- **Your task**:
Render this sentence from the critique of a poem about Lucca in Spanish: "Some of the figurative language here is excellent, yet there is room for some polishing."

Thank you for commenting! It's greatly appreciated.

👍: 0 ⏩: 0

TheGlassIris [2013-02-16 10:50:10 +0000 UTC]

Hello, I will be critiquing your piece on behalf of . I will do my best to help by suggesting improvements that can be made and general feedback on aesthetic appeal.

First Impressions
You will find that the story you tell
is very rarely your own. In Lucca,
even the smallest pebbles
breathe in the warm sunlight.
Knotted stones and cobbled roads
beat out a paper-dry heartbeat heat –
my city breathes in and out,
inhales sparrow air.
It's writing a story.
You are the pen.

If this is only a first draft, you've got yourself a pretty accomplished piece here. Already the introductory stanza draws in attention and brings out the motif of story and pen. Still wondering, however, what is the significance of the city of Lucca? Some of the figurative language here is excellent, yet there is room for some polishing. They stand out very sternly against each other, neither contrasting but also not very connected. The images of heat, of sunlight, stone and cobbled masonry, natural crisp air, a living embodiment of human lives, a city as a living thing, these all tie together once I think about them but you can do it more concisely I think. Squeezing a stanza as good as this one is a little extraneous, but if you want to just improve this beyond belief you could do that by making the words flow like newborn foam. It already sounds great and it's a terrific start, but this is just if you want to get that extra kick of "poetry".

You will find that in Lucca
the daisy chains forge fire
in side streets and back alleys.
Teenagers intertwine. Tell me,
odd flower, are you still closed?
Here we are colored wax;
the heat of the city melts us.
We run into each other, rhapsody
of pigments. Operas are our specialties.
Open up; feel the reds.

Here is where I feel the figurative language and metaphors can begin to feel muddled. "Odd flower, are you still closed?" can come of as an awkward question to the reader and it's definitely not as strong as "Operas are our specialty/Open up; feel the reds". The part of "daisy chains" can also be strangely mismatched. I get the image of either actual daisy chains with macho men bodies forging in tiny cramped streets and in between buildings or iron-wrought gates depicting daisies in chained patterns in small windows and front gates. "Teenagers intertwine" needs more language to be fully fleshed out and I definitely think it is worth delving into.
"Here we are colored wax;/the heat of the city melts us./We run into each other, rhapsody/of pigments." this too, while it stands alone beautifully, should be more connected with the rest of the stanza to really heighten its imaginative effect.

If not, try and see them. There is a place
of deep knife marks, a street
long as midnight -
you may learn something there.

It's fine as it is but I feel that this entire piece will need to be exactly in tune to really become grand. On its own, it's already beautiful.

- **Given data**:
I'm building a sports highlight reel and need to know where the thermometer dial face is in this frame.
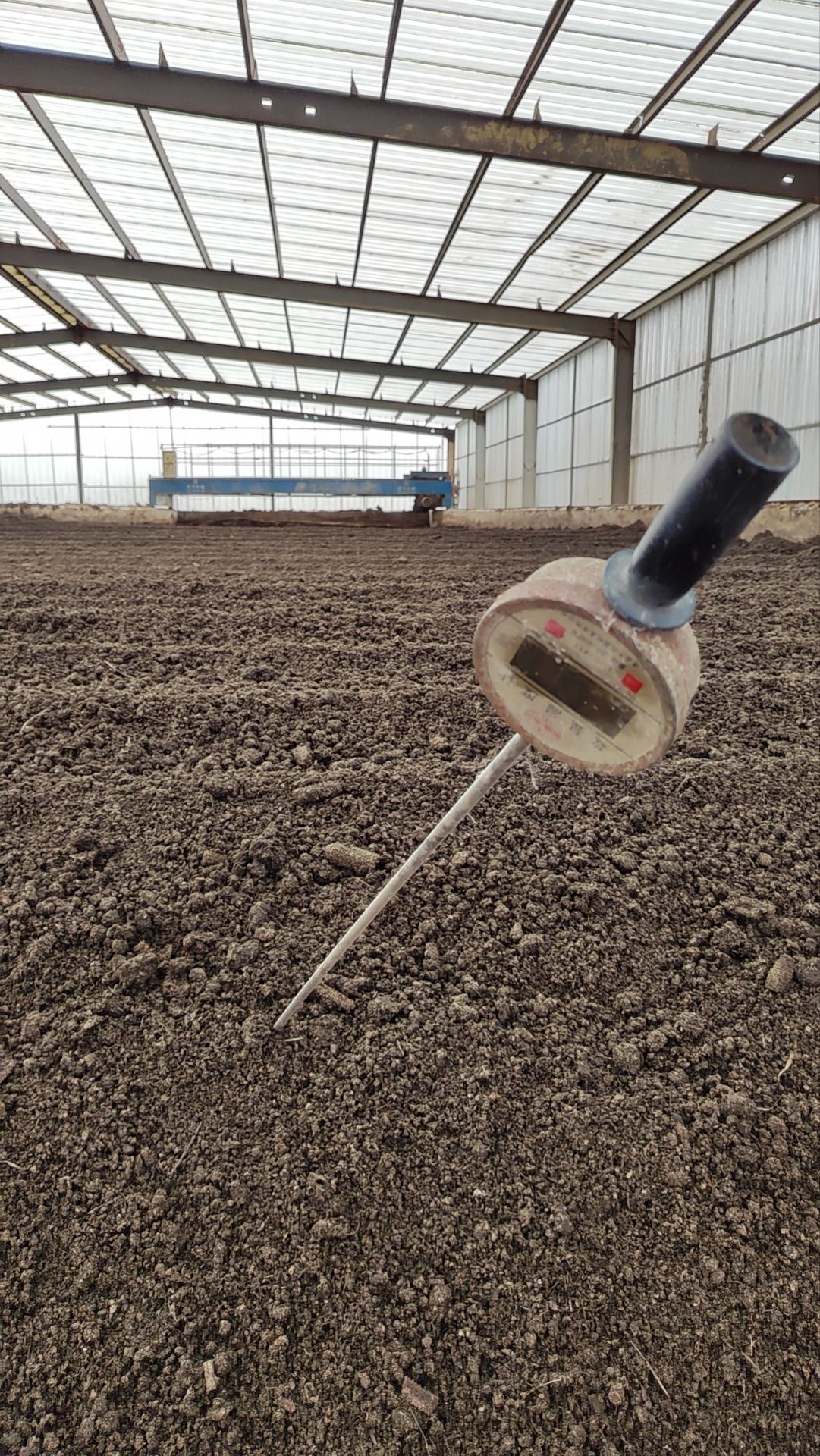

- **Result for this exercise**:
Parte del lenguaje figurado aquí es excelente, pero todavía hay margen para pulirlo un poco.